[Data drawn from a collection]
-*-*-
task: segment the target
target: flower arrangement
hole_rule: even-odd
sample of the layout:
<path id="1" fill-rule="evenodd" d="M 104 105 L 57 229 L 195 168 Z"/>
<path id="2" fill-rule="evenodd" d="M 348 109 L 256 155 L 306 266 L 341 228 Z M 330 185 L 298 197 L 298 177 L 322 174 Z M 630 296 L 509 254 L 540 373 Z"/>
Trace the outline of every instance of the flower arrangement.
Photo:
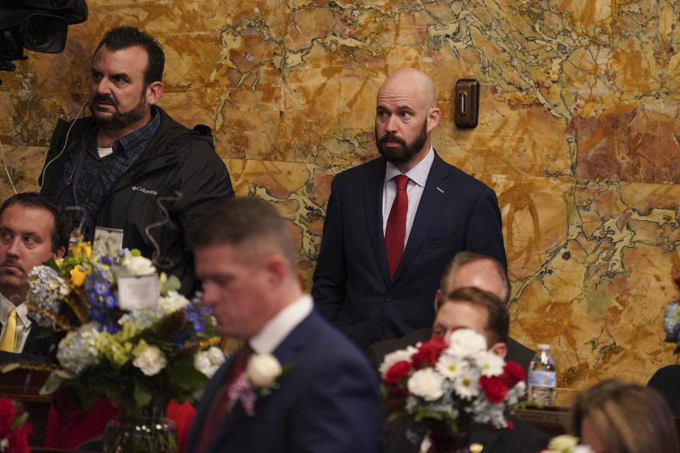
-*-*-
Brief:
Render every line of the material above as a numbered list, omitting blank lines and leaving the pictures out.

Response to the task:
1. task: segment the target
2. target: flower arrangement
3. hole_rule: even-odd
4. sample of the layout:
5. <path id="1" fill-rule="evenodd" d="M 104 105 L 57 229 L 195 168 Z"/>
6. <path id="2" fill-rule="evenodd" d="M 348 109 L 256 155 L 306 266 L 341 228 Z M 330 185 L 298 197 L 298 177 L 322 174 Z M 630 296 L 509 254 L 540 373 Z"/>
7. Trace the outline of every instance of the flower arrangement.
8. Photo:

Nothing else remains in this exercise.